DIRECTIONS ▸
[1] Print the section of the Halloween passage between "I was a little" and "the Halloween holiday.", inclusive.
[2] According to the Halloween passage, what is the night before Halloween called in Canada?
[3] Carry on the Halloween passage from the point where it stops.

SUPPLIED TEXT ▸

──────

I was a little suspicious that he got a paper bag instead of so-called fun size candy. I became more so when I saw several of the bags ripped open and littering the snow–covered streets. I picked one up and saw that it contained a creationist pamphlet. Disgusted, I shoved it in the pocket of my parka. I’ll deal with it later, I thought. I have a very complicated relationship with the Halloween holiday.

As a child, I was often sick and not allowed to go out trick or treating. When I did go out, my friends introduced me to the juvenile art of vandalism. This was especially true in Canada where the night before Halloween is called “gate night” and everyone goes around ringing doorbells, soaping windows, and generally acting the fool. As an adult, I thought the whole idea of letting kids go door to door begging for candy was a poor example.

Once I became a parent “for reals,” the situation got even more complex. Grandma always made such cute costumes for my sons. The pumpkin costume David was wearing that night was a hand-me-down pumpkin from Michael that grandma had made. Letting them only wear their costume to school seemed a waste. But the clincher was that my neighbors were genuinely disappointed and hurt that my sons didn’t come by for candy. So Kim and I relented, started passing out candy, and one of us took the boys around the neighborhood. This year, Michael was too old, but David still wanted to go out.

When we got home, I checked through David’s candy. Sure enough, the paper bag contained creationist literature. I thumbed through it and was appalled at how bad it was. As I science teacher in a fundamentalist community, I had seen a lot of creationist/Intelligent Design nonsense. In fact, I had a standing offer to my students and parents: I would look at any of their literature but only until I found a major scientific error. I never got past page one in fifteen years of examining evangelical offerings. But this dreck was the worst. It was of such low quality in every sense of the word as to be only good for fire starter.

──────

DATASET RECORDS ▸
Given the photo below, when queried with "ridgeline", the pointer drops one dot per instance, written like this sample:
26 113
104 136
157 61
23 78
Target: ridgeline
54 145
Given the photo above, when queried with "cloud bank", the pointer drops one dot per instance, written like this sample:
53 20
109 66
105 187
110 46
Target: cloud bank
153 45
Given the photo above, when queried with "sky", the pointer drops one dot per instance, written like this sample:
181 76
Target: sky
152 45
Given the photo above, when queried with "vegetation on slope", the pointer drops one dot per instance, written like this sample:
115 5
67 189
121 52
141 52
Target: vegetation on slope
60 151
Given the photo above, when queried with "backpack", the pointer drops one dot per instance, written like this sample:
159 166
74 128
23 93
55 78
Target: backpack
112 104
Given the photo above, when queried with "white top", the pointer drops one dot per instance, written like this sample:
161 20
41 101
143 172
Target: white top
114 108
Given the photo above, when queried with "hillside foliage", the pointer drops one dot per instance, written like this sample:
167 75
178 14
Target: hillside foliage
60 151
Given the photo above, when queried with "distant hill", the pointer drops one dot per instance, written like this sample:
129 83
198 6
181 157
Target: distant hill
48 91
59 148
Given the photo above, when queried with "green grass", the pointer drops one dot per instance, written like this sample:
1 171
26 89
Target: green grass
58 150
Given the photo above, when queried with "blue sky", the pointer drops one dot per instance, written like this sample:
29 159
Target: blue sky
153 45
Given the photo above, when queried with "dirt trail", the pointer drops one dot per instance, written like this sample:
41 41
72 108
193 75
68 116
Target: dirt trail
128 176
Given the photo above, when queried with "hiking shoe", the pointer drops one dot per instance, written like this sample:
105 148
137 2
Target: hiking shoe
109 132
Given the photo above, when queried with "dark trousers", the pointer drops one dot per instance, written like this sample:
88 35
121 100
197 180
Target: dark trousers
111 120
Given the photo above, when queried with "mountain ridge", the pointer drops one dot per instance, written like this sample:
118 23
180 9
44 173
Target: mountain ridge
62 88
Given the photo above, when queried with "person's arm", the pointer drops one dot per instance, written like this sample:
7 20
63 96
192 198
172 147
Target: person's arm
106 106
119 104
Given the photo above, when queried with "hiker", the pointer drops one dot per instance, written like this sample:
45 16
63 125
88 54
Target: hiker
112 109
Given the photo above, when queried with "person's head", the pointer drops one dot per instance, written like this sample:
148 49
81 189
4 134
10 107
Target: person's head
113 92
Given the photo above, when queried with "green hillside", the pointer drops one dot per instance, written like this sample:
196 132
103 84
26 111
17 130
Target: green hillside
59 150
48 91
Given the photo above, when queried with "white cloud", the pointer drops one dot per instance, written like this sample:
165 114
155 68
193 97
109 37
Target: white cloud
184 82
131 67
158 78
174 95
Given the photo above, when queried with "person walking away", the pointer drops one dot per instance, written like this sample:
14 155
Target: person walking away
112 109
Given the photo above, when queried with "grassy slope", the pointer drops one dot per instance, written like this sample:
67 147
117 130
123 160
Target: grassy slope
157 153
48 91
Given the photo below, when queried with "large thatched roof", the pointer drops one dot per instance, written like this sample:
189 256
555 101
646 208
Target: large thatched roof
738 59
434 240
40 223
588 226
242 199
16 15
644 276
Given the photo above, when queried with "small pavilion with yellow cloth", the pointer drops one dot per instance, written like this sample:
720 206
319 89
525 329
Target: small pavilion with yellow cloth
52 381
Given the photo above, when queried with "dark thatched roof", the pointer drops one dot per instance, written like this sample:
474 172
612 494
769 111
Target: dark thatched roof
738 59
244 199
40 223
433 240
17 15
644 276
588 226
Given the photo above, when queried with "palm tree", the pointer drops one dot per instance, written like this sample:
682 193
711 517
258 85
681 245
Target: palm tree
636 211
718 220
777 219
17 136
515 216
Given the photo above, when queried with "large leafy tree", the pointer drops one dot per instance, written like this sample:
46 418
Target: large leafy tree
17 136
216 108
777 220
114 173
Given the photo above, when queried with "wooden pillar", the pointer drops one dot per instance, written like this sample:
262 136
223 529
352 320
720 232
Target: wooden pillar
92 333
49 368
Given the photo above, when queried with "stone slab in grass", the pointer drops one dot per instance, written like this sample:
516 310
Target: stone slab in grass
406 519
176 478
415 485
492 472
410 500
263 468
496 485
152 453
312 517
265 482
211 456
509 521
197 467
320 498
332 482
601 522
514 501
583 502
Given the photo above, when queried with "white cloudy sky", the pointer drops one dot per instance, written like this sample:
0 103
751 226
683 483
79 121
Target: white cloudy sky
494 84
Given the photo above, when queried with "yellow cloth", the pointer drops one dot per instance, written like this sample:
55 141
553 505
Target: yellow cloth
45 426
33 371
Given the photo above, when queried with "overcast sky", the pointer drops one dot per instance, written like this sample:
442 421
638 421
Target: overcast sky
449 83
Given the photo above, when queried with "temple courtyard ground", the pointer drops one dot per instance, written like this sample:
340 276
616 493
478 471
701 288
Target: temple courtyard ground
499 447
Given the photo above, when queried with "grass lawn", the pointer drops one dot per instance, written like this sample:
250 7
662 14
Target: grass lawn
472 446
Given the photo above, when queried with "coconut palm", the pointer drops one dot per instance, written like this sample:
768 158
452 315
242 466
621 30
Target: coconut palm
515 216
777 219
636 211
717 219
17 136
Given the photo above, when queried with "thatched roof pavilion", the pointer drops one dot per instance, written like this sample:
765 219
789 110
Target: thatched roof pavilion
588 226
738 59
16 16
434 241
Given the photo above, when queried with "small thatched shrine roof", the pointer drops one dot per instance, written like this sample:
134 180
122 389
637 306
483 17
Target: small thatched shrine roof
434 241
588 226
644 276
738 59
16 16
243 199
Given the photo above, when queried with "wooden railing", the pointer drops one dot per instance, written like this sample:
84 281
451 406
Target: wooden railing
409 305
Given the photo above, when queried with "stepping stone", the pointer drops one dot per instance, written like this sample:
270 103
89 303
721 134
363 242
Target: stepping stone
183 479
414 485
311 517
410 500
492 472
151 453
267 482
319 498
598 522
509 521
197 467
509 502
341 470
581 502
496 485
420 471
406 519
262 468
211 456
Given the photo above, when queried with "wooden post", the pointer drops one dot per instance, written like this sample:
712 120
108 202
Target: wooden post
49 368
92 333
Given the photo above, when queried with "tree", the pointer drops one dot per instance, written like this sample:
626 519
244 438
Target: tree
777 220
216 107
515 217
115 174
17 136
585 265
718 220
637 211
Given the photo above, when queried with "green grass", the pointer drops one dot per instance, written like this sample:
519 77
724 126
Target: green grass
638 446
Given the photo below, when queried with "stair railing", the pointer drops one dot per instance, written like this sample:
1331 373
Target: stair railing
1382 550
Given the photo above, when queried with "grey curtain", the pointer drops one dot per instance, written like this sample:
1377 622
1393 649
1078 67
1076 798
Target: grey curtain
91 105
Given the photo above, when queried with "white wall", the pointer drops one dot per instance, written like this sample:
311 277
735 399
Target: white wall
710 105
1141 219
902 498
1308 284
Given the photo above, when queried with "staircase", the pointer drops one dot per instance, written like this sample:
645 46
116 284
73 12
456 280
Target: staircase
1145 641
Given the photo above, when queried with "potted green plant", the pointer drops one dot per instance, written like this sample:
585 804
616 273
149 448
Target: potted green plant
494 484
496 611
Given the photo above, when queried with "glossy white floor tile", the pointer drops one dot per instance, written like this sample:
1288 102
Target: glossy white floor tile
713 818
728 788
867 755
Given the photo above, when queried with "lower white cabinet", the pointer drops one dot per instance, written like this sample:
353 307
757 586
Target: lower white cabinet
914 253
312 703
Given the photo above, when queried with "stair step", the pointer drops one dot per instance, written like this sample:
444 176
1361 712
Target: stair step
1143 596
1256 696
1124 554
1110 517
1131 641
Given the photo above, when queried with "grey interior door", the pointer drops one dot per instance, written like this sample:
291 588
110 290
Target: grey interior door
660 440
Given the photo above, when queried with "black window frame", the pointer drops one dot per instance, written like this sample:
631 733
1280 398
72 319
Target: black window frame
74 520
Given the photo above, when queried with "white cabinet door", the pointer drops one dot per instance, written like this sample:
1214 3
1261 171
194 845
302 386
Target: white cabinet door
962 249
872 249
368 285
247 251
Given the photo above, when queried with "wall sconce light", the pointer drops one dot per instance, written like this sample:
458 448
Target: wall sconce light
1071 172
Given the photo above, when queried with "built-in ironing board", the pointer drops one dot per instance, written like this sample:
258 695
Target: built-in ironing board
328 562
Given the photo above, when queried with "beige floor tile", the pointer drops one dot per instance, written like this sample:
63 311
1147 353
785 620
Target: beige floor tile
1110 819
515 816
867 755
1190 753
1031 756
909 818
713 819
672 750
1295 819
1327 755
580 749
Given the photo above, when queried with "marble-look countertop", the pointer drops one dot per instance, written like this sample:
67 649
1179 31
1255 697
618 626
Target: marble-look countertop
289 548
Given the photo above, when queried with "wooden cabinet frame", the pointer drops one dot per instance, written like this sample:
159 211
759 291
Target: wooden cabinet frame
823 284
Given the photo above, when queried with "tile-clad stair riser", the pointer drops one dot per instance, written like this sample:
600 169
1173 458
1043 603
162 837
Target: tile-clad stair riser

──────

FINAL ANSWERS ▸
[1]
I was a little suspicious that he got a paper bag instead of so-called fun size candy. I became more so when I saw several of the bags ripped open and littering the snow–covered streets. I picked one up and saw that it contained a creationist pamphlet. Disgusted, I shoved it in the pocket of my parka. I’ll deal with it later, I thought. I have a very complicated relationship with the Halloween holiday.

[2] It is called "gate night."

[3]
Thus I ended up on the doorstep of the woman who had passed out the paper bags.

“Did you hand out this . . . tripe?” I asked.

“Yes, I did,” she answered in a soft voice. Her dark hair bounced as she nodded in affirmation.

“So you lure kids to your house with the promise of candy and then give them propaganda?”

“You don’t like my trick?”

“I don’t like your deceit or your scientific ignorance. I also don’t like how the neighborhood is littered with your treats.”

“But there is science in there,” she protested. “That’s the point. Science supports the biblical view of creationism.”

“No it doesn’t.”

She reached out and took the pamphlet from my hand and opened it up. She pointed to a picture of a 57-year-old “fossil.”

“Explain that,” she said.

“First of all, a miner’s hat encrusted with calcium carbonate isn’t really a fossil; it’s an artifact. But no matter, I can show you fossilized aspen leaf imprints on the sidewalk near here that are less than 10 years old. But that doesn’t make all fossils the same age. Just because you’re a woman with dark hair doesn’t mean all women have dark hair. It’s a false generalization.”

I expected her to get angry, but she didn’t. We ended up having a much longer conversation than I expected or even wanted. She was very interested in the fact that I was a science teacher as well as a neighbor. She genuinely wanted to know about science and asked if I would look at other material for scientific accuracy and I reluctantly agreed.

For the next year and a half, Lynette and I had many conversations. And we both learned from each other. She felt Halloween was a pagan holiday while I pointed out its Christian traditions. She pointed out that Martin Luther started his Protestant revolution on Halloween. This was something I either never learned or had forgotten. The Catholic Church was not very forthcoming when it came to Luther.

Lynette became comfortable enough that she even insisted on her son being placed in my science class because she trusted that I would respect her beliefs. And I did respect her beliefs at the time, but I don’t any more. She was on the Creation Science Institute’s mailing list, and I got to see all of their nonsense. It’s more than a little depressing for a teacher that almost half of all Americans believe the Earth is 6000 years old. And CSI is a big reason for this level of ignorance.

I found that I can judge the level of deception in creationist materials by the production values. Low quality, like the Lynette’s Halloween “tricks,” is easy to spot. There are glaring scientific errors. Often, they involve scientific definitions, rules of evidence, and poor understanding of scientific principles. Exhibit A is that the Second Law of Thermodynamics is commonly used to “disprove” evolution. All it really proves is that the writer does not know the difference between open and closed systems and knows even less about what thermodynamics means.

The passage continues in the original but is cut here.